**The task:**
Extract from the material below each line that contains the string "chair", matching case exactly.

**Record excerpts:**
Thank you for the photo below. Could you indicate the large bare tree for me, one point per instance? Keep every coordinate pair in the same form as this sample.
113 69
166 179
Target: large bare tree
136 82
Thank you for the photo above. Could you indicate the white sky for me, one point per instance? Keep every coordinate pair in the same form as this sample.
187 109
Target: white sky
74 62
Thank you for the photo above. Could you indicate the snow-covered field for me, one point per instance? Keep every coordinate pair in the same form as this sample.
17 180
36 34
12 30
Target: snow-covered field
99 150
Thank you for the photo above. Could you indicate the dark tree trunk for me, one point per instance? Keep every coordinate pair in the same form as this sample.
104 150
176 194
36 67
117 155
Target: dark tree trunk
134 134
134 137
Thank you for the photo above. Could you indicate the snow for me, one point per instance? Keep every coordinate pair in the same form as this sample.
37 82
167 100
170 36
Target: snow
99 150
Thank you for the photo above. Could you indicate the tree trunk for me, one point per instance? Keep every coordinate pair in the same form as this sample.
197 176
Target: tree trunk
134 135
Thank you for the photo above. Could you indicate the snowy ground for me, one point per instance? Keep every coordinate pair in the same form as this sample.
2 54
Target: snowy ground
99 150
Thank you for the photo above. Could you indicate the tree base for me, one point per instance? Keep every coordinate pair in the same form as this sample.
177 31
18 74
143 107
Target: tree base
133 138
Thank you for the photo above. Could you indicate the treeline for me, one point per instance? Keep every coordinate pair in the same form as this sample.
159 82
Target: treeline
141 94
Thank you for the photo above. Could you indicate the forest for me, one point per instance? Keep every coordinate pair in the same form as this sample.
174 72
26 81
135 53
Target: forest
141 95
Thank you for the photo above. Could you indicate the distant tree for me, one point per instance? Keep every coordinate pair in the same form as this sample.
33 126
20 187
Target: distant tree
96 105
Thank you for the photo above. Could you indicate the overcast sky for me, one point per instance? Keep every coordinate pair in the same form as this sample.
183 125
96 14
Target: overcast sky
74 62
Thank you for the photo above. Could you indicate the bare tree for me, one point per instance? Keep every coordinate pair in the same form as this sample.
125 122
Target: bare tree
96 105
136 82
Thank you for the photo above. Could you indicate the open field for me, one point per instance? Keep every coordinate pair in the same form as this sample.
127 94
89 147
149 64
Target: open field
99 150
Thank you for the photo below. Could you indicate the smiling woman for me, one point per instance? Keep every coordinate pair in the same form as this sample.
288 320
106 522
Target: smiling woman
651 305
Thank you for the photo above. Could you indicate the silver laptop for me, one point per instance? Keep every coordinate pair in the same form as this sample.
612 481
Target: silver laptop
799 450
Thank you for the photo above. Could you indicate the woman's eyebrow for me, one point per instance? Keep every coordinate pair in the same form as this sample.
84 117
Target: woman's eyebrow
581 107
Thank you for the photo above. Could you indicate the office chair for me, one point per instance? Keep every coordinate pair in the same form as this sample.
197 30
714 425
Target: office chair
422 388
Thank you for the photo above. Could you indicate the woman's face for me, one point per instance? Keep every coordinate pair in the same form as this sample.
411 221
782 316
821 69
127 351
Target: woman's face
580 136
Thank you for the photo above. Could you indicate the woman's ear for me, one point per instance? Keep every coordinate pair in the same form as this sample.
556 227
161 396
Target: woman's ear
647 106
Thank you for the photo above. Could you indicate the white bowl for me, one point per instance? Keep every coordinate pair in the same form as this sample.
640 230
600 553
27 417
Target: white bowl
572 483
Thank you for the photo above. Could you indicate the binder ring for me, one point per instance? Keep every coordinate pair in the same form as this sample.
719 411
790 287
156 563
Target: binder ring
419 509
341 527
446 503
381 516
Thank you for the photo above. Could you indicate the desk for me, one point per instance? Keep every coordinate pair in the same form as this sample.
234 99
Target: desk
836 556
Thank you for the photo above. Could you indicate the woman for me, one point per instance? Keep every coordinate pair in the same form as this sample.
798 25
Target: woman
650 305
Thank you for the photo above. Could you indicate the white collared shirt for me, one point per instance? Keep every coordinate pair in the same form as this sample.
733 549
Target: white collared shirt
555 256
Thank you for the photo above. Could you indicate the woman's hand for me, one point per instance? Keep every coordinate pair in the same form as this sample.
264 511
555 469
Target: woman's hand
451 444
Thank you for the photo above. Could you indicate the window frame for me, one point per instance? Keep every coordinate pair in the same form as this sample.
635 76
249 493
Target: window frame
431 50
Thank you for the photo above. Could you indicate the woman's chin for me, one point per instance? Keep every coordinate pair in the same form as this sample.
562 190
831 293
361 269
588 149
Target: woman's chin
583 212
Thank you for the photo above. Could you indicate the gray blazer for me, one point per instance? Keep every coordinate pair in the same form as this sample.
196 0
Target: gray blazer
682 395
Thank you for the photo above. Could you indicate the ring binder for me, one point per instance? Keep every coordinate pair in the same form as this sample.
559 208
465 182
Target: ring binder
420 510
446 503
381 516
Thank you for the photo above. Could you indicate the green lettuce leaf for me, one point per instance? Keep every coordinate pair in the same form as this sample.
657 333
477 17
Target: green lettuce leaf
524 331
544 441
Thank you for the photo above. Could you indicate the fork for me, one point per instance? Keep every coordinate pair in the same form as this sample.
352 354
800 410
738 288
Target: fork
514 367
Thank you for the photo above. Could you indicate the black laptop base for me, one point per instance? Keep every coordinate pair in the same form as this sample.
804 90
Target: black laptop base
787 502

...

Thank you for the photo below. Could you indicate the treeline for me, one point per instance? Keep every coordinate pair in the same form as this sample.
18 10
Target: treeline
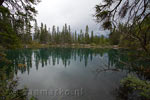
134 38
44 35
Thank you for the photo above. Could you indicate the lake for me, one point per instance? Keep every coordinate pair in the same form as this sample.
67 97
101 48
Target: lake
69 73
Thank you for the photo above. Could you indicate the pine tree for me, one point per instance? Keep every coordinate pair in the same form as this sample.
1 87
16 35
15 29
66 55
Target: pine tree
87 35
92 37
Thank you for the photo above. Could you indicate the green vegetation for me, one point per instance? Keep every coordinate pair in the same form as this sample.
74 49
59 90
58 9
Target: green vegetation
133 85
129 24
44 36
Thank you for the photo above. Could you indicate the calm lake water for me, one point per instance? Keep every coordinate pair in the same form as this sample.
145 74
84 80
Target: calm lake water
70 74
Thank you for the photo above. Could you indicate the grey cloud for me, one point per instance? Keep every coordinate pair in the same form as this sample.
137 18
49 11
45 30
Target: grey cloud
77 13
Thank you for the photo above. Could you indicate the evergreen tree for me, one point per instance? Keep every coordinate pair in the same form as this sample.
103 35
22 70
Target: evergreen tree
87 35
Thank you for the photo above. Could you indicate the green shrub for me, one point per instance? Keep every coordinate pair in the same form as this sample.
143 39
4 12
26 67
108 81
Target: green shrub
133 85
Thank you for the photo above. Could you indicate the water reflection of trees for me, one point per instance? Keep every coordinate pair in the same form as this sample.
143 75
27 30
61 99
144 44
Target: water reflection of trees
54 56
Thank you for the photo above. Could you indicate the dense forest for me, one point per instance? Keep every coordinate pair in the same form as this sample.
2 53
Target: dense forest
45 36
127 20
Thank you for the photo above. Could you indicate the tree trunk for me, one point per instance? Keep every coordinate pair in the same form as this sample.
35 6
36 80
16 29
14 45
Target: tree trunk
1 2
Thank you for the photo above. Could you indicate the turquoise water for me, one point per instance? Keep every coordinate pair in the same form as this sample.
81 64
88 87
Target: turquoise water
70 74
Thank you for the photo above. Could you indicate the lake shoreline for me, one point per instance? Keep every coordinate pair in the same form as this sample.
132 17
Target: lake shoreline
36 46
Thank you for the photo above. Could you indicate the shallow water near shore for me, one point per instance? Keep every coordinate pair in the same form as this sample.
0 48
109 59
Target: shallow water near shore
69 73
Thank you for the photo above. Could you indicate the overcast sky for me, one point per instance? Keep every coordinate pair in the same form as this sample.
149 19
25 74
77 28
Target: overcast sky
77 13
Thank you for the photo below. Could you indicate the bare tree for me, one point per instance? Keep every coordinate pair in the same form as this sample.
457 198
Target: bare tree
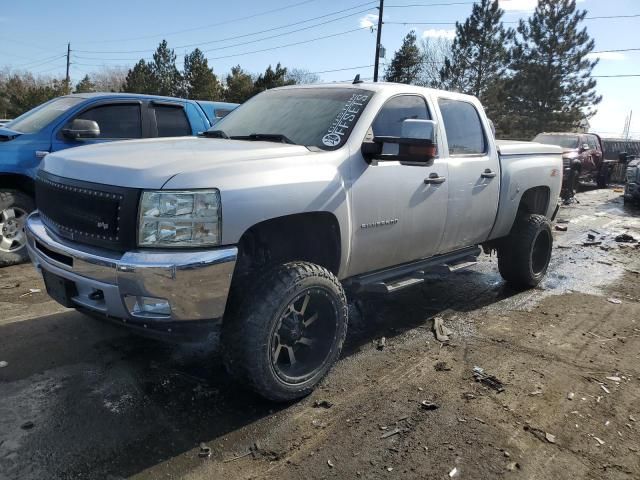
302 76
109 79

**Response to this exercise:**
Thank you for the photo above. Could you indicate the office chair for me, one point per instance? Keep every coordinate pair in the same form as this sample.
Target: office chair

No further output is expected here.